With China's
urban unemployment rate approaching 10 per cent, warning bells are prompting authorities
to initiate measures to bring the situation under control, but their efforts may be too
little too late, writes RUBY ZHU
Officially, China's urban unemployment rate for 2001 stood at 3.6 per
cent. While the figure suggests that China's unemployment number is manageable, it fails
to reflect the real unemployment situation in the Mainland.
The Economic Restructuring Office of the State Council estimates that the
actual urban unemployment rate is more likely around the 7 per cent mark. Add to that the
150 million surplus workers in rural areas, plus the redundant and soon-to-be-laid-off
workers, and 10 per cent would be a more accurate figure.
Between 1998 and 2001, state-owned enterprises laid off 25.5 million
workers, of which 16.8 million have been re-employed. China currently has 17.5 million
workers that have been laid off from state-owned enterprises, and the total number of
unemployed workers is expected to rise to 20 million by the end of this year.

— SUPPLIED MATERIAL —
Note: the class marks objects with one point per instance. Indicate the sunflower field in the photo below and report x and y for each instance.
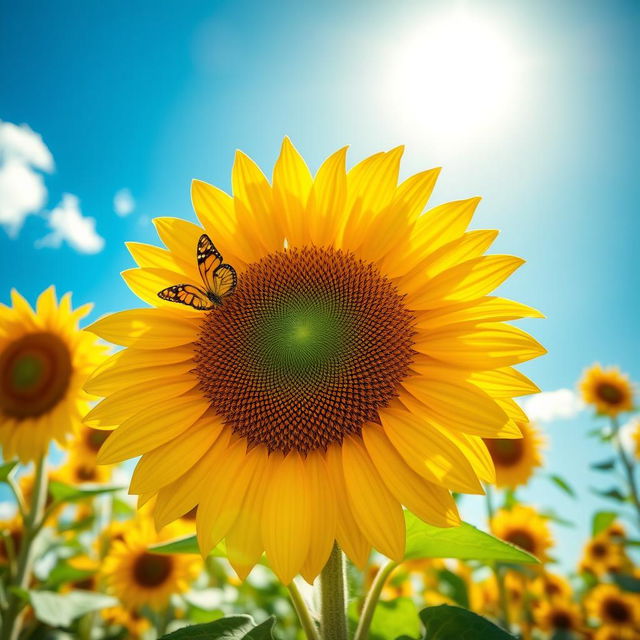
(314, 408)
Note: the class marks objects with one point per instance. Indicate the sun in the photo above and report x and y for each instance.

— JOB —
Please rewrite the article on China's unemployment from "With China's" up to and including "in the Mainland.", replacing "urban unemployment rate" with "city jobless rate".

— FULL SOLUTION —
With China's
city jobless rate approaching 10 per cent, warning bells are prompting authorities
to initiate measures to bring the situation under control, but their efforts may be too
little too late, writes RUBY ZHU
Officially, China's city jobless rate for 2001 stood at 3.6 per
cent. While the figure suggests that China's unemployment number is manageable, it fails
to reflect the real unemployment situation in the Mainland.